[Document extract]:
[Start of Attachment]
Indoor arena in Leipzig, Germany

The Arena Leipzig is a multipurpose indoor arena located in Leipzig, Germany. The capacity of the arena is 8,000 people for sporting events and up to 12,200 for shows and concerts. It is part of the Sportforum Leipzig in the Zentrum-Nordwest locality, which also contains Red Bull Arena and the Sportmuseum Leipzig.

==Structure==
The main hall has retractable stands and has depending on its configuration a size from 2,400 to 4,656 square meters. The height of the hall is between 12 and 20 meters. A 200-meter track can be retracted for concerts and shows.

==Sports==
It is currently the home venue of HC Leipzig, a German handball team.

It hosted the 2015 Men's and Women's Indoor Hockey World Cup, and 2017 World Fencing Championships.

==Other uses==
The arena is frequently used by national and international artists for concerts and shows. Artists who have performed at this venue include:

A-ha, Alice Cooper, Anastacia, Apocalyptica, Backstreet Boys, Beatsteaks, Björk, Bob Dylan, Britney Spears, Cher, Coldplay, The Cure, David Garrett, Deep Purple, Eric Clapton, George Michael, Gossip, Iron Maiden, James Blunt, Journey, Judas Priest, Justin Timberlake, Kiss, Kylie Minogue, Linkin Park, Lord of the Dance, Loreena McKennitt, Mando Diao, Metallica, Mark Knopfler, Neil Young, NKOTBSB, Pink, Placebo, Queen with Paul Rodgers, Rammstein, Rihanna, Rise Against, Robin Gibb, Roger Waters, Sabaton, Sade, Scorpions, Shakira, Sting, Whitney Houston, ZZ Top and Soy Luna Live.
[End of Attachment]
[What you need to do]:
a) Rewrite the Arena Leipzig text, covering everything from "The Arena Leipzig" down to "German handball team.", with "Sportforum Leipzig" replaced by "Leipzig Sports Forum".
b) Answer these questions from the Arena Leipzig text, one line each:
(i) How many people does the arena hold for sporting events?
(ii) What is the height range of the main hall?
(iii) Which team uses the arena as its home venue?

[Entries supplied]:
[Start of Attachment]
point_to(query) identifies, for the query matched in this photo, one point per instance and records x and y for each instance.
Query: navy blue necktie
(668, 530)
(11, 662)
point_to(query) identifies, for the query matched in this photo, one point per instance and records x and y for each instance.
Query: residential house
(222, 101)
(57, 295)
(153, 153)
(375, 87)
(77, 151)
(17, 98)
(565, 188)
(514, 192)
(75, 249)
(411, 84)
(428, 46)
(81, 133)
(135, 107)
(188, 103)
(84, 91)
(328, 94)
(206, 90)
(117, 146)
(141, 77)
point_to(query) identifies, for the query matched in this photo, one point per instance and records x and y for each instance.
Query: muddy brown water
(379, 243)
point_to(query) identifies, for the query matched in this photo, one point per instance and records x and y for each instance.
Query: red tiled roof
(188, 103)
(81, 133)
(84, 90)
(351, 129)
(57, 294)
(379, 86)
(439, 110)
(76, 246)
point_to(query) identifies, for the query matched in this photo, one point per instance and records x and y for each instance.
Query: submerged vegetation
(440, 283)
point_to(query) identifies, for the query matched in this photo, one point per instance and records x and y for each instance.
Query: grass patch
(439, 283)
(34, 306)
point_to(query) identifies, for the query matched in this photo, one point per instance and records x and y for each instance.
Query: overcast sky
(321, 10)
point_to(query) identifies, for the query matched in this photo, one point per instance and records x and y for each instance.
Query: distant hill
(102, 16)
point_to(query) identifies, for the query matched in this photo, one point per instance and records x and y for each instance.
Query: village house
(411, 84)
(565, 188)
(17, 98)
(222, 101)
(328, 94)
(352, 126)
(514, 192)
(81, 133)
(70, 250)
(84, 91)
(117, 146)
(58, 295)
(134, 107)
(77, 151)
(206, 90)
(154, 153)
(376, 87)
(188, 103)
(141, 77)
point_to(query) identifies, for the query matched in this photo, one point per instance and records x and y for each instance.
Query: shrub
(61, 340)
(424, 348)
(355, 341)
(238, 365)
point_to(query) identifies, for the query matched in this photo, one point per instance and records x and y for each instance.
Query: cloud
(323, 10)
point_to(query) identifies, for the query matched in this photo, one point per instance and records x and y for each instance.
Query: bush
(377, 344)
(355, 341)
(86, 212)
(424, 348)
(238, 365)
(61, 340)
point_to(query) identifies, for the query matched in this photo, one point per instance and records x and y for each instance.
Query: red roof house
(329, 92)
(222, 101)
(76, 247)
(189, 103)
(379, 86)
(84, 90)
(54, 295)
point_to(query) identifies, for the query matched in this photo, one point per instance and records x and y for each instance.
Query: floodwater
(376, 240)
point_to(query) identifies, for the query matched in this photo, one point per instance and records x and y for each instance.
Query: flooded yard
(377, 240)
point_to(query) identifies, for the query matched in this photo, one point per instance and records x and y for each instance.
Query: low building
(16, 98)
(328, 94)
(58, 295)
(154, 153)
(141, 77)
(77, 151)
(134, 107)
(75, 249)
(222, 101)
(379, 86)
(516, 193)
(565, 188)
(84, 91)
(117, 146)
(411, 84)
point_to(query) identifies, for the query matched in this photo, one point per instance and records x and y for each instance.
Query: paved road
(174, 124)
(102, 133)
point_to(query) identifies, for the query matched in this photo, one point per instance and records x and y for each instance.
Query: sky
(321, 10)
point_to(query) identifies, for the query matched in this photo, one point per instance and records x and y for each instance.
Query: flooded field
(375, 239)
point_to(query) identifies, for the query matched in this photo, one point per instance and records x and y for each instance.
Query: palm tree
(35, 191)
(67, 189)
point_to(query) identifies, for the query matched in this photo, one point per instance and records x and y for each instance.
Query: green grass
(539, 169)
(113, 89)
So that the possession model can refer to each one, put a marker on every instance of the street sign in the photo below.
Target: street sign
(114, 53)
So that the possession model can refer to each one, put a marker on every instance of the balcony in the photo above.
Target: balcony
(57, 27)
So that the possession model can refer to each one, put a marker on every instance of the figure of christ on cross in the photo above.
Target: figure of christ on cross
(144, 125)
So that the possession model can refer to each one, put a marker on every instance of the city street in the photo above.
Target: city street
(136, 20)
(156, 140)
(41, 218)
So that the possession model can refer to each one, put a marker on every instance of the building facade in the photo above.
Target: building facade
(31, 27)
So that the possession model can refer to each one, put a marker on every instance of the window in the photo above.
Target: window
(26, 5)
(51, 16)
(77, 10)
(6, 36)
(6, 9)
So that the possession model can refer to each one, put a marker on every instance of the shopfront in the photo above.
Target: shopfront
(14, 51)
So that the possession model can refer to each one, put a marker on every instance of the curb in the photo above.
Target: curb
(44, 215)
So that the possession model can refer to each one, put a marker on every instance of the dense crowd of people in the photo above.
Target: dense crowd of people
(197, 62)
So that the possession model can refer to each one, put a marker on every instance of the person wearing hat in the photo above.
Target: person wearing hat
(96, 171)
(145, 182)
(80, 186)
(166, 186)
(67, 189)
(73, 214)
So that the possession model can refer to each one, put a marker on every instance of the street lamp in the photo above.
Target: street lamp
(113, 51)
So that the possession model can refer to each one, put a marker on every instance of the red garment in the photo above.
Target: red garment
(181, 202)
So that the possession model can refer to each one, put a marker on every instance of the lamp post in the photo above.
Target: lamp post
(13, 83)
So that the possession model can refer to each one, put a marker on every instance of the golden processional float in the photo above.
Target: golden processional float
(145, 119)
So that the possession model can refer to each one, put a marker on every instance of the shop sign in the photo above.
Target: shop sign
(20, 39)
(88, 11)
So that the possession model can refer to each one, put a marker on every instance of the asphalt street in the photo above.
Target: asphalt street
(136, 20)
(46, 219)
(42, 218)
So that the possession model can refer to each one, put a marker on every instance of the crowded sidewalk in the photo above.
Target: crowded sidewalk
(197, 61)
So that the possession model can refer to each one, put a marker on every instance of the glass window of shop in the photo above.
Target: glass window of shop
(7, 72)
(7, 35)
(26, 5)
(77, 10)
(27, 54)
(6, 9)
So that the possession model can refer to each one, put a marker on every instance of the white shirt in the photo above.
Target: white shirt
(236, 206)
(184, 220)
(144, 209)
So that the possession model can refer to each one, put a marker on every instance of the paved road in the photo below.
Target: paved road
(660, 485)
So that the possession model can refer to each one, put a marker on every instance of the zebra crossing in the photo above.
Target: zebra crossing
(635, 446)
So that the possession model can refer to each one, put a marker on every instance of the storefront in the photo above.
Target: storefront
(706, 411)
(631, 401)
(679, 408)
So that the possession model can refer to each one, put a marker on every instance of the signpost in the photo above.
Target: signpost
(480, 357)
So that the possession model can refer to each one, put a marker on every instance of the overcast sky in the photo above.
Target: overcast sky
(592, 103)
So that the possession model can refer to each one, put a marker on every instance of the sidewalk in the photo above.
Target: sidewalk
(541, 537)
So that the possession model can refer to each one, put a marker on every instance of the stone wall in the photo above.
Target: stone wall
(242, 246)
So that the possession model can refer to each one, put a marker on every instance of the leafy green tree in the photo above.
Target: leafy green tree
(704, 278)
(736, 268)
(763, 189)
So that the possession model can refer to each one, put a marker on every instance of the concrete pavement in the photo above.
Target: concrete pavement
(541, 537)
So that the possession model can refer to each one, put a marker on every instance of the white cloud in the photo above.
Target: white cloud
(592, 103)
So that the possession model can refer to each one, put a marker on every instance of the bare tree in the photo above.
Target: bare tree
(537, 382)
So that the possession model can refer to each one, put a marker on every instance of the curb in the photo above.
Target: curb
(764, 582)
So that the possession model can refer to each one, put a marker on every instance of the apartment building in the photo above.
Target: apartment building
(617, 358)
[End of Attachment]
[Answers per task]:
a)
The Arena Leipzig is a multipurpose indoor arena located in Leipzig, Germany. The capacity of the arena is 8,000 people for sporting events and up to 12,200 for shows and concerts. It is part of the Leipzig Sports Forum in the Zentrum-Nordwest locality, which also contains Red Bull Arena and the Sportmuseum Leipzig.

==Structure==
The main hall has retractable stands and has depending on its configuration a size from 2,400 to 4,656 square meters. The height of the hall is between 12 and 20 meters. A 200-meter track can be retracted for concerts and shows.

==Sports==
It is currently the home venue of HC Leipzig, a German handball team.

b)
(i) 8,000 people
(ii) Between 12 and 20 meters
(iii) HC Leipzig, a German handball team